DATA SUPPLIED:
Segment Open

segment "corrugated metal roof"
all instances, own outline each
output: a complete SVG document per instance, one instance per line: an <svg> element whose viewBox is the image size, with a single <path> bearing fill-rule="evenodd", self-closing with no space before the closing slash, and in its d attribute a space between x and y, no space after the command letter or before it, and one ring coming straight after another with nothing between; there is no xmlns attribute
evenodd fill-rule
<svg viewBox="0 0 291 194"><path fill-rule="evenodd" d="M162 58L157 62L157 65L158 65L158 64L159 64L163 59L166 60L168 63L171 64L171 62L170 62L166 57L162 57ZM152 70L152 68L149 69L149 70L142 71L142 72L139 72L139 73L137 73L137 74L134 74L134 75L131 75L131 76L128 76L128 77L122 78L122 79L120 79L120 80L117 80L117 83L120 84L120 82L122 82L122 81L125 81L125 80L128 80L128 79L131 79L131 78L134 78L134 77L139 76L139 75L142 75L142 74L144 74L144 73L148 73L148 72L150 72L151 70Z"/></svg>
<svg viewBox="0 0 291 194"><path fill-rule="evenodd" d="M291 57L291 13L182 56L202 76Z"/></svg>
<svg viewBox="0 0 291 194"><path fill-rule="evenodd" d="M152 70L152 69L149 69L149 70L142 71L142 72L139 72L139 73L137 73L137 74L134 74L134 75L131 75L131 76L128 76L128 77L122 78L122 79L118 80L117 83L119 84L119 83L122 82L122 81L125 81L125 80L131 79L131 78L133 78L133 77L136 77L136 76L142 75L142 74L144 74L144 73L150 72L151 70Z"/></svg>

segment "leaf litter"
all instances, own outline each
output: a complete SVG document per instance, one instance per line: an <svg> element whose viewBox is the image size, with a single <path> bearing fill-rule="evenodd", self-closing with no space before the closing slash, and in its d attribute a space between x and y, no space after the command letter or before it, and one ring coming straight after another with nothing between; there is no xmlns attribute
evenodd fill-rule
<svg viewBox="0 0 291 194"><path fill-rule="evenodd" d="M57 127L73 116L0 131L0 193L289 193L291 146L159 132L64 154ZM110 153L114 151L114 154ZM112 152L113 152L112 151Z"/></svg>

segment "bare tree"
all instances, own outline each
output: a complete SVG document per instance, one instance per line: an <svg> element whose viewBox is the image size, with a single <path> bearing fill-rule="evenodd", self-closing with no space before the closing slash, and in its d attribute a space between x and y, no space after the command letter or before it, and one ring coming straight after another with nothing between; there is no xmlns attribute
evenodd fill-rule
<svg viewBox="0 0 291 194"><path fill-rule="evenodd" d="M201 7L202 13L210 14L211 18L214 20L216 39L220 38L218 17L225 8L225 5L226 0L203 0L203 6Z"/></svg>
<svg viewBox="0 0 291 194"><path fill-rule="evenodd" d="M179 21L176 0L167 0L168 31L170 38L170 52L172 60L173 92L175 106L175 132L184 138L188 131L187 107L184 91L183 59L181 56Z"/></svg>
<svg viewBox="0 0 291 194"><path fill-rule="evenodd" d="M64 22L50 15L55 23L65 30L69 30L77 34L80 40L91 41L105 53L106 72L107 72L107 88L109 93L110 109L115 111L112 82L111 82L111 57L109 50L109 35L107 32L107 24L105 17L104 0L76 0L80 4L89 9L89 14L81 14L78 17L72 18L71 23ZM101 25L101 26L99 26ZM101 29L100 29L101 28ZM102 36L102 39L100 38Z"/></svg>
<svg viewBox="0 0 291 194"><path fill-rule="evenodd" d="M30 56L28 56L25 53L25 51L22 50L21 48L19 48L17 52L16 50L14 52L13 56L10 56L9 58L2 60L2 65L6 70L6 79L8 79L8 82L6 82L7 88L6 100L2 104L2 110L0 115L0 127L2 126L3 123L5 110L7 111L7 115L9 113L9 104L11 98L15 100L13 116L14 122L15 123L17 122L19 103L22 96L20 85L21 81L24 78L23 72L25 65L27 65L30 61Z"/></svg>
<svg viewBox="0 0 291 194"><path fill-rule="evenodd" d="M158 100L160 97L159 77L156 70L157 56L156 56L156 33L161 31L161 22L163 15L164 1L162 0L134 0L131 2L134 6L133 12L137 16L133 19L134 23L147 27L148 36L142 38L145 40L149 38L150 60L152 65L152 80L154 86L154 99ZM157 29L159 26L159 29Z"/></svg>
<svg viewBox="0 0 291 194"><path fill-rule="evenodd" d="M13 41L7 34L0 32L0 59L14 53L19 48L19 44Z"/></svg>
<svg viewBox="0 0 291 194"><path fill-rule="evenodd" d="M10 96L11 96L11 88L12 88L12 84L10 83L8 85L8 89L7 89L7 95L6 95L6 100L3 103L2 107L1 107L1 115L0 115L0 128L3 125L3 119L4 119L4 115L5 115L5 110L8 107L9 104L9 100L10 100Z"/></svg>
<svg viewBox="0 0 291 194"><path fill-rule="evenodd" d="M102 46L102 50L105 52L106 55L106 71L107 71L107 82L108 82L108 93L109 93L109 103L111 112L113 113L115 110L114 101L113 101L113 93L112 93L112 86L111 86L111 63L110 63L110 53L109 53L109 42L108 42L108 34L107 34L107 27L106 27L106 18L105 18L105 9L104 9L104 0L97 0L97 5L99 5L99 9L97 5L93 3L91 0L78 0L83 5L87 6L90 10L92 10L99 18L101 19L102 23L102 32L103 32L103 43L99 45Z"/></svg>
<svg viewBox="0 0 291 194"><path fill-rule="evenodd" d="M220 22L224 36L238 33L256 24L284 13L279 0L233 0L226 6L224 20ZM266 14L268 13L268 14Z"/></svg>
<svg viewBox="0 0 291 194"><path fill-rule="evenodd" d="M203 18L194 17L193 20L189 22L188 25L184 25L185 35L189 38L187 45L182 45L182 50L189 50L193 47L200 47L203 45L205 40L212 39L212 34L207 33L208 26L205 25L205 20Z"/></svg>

Segment Closed

WHAT THE TASK ASKS: All the records above need to be printed exactly.

FINISHED EXERCISE:
segment "corrugated metal roof"
all instances, own outline each
output: a complete SVG document per instance, one instance per line: an <svg> element whose viewBox is the image size, with a single <path> bearing fill-rule="evenodd", self-closing with no space before the closing slash, and in its d attribute a space between x and y, no space after the command letter or before it, and one ring coming straight after another with nothing between; there is no xmlns attribute
evenodd fill-rule
<svg viewBox="0 0 291 194"><path fill-rule="evenodd" d="M162 58L157 62L157 65L158 65L158 64L159 64L163 59L166 60L168 63L171 64L171 62L170 62L166 57L162 57ZM152 70L152 68L149 69L149 70L142 71L142 72L139 72L139 73L137 73L137 74L134 74L134 75L131 75L131 76L128 76L128 77L122 78L122 79L120 79L120 80L117 80L117 83L120 84L120 82L122 82L122 81L125 81L125 80L128 80L128 79L131 79L131 78L134 78L134 77L139 76L139 75L142 75L142 74L144 74L144 73L148 73L148 72L150 72L151 70Z"/></svg>
<svg viewBox="0 0 291 194"><path fill-rule="evenodd" d="M291 57L291 13L182 56L202 76Z"/></svg>
<svg viewBox="0 0 291 194"><path fill-rule="evenodd" d="M152 70L152 69L149 69L149 70L142 71L142 72L139 72L139 73L137 73L137 74L134 74L134 75L131 75L131 76L128 76L128 77L122 78L122 79L118 80L117 83L119 84L119 83L122 82L122 81L125 81L125 80L131 79L131 78L133 78L133 77L136 77L136 76L142 75L142 74L144 74L144 73L150 72L151 70Z"/></svg>

segment "leaf litter"
all instances, own outline each
output: a complete SVG document per instance, one instance per line: an <svg> element whose viewBox is the image size, with a single <path> bearing fill-rule="evenodd", self-closing with no space before the closing slash, and in its d attribute a space between x and y, no space after the command letter or before it, and one ring coming straight after another with nothing between; there is no xmlns attribute
evenodd fill-rule
<svg viewBox="0 0 291 194"><path fill-rule="evenodd" d="M57 127L73 116L0 131L0 193L289 193L291 146L159 132L64 154ZM110 153L114 151L114 154ZM112 152L113 152L112 151Z"/></svg>

segment "bare tree"
all instances, own outline each
output: a complete SVG document per instance, one instance per line: an <svg> element whose viewBox is the image size, with a single <path> bearing fill-rule="evenodd", self-closing with no space before the closing slash, and in its d attribute a space between x and y, no space after the command letter or before it, and one ring coming straight after another with nothing between; there is no xmlns attribute
evenodd fill-rule
<svg viewBox="0 0 291 194"><path fill-rule="evenodd" d="M201 7L202 13L210 14L211 18L214 20L216 39L220 38L218 17L225 8L225 5L226 0L203 0L203 6Z"/></svg>
<svg viewBox="0 0 291 194"><path fill-rule="evenodd" d="M179 21L176 0L167 0L168 31L170 38L170 52L172 60L173 92L175 106L175 132L184 138L188 131L187 107L184 91L183 59L181 56Z"/></svg>
<svg viewBox="0 0 291 194"><path fill-rule="evenodd" d="M64 22L50 15L55 23L65 30L69 30L77 34L80 40L91 41L105 53L106 72L107 72L107 88L109 93L110 109L115 111L112 82L111 82L111 57L109 50L109 35L107 32L107 24L105 17L104 0L76 0L80 4L89 9L89 14L81 14L78 17L72 18L71 23ZM101 25L101 26L99 26ZM101 29L100 29L101 28ZM102 36L102 39L100 38Z"/></svg>
<svg viewBox="0 0 291 194"><path fill-rule="evenodd" d="M30 56L28 56L25 53L25 51L22 50L21 48L19 48L17 52L16 50L14 52L13 56L10 56L9 58L2 60L2 65L6 70L6 79L8 79L8 82L6 82L7 88L6 100L2 104L2 110L0 115L0 127L2 126L3 123L5 110L7 111L7 115L9 113L9 104L11 98L15 100L13 116L14 122L15 123L17 122L19 103L22 96L20 85L21 81L24 78L23 72L25 65L27 65L30 61Z"/></svg>
<svg viewBox="0 0 291 194"><path fill-rule="evenodd" d="M158 100L160 97L159 77L156 70L157 56L156 56L156 33L161 31L161 22L163 15L164 1L162 0L134 0L131 2L134 6L133 12L137 16L133 19L134 23L147 27L148 36L142 38L145 40L149 38L150 60L152 65L152 80L154 86L154 99ZM157 29L159 26L159 29Z"/></svg>
<svg viewBox="0 0 291 194"><path fill-rule="evenodd" d="M13 41L7 34L0 32L0 59L14 53L19 48L19 44Z"/></svg>
<svg viewBox="0 0 291 194"><path fill-rule="evenodd" d="M10 96L11 96L11 88L12 88L12 84L10 83L8 85L8 89L7 89L7 95L6 95L6 100L3 103L2 107L1 107L1 115L0 115L0 128L3 125L3 119L4 119L4 115L5 115L5 110L8 107L9 104L9 100L10 100Z"/></svg>
<svg viewBox="0 0 291 194"><path fill-rule="evenodd" d="M102 46L102 50L105 52L106 55L106 71L107 71L107 82L108 82L108 93L109 93L109 103L111 112L113 113L115 110L114 101L113 101L113 93L112 93L112 86L111 86L111 63L110 63L110 53L109 53L109 42L108 42L108 34L107 34L107 27L106 27L106 18L105 18L105 9L104 9L104 0L97 0L97 5L99 5L99 9L97 5L93 3L91 0L78 0L83 5L87 6L90 10L92 10L99 18L101 19L102 23L102 32L103 32L103 43L99 45Z"/></svg>
<svg viewBox="0 0 291 194"><path fill-rule="evenodd" d="M220 22L224 36L238 33L256 24L284 13L279 0L233 0L226 6L224 20ZM266 14L268 13L268 14Z"/></svg>
<svg viewBox="0 0 291 194"><path fill-rule="evenodd" d="M203 18L194 17L193 20L189 22L188 25L184 25L185 35L189 38L187 45L182 45L182 50L189 50L193 47L200 47L203 45L205 40L212 39L212 34L207 33L208 26L205 25L205 20Z"/></svg>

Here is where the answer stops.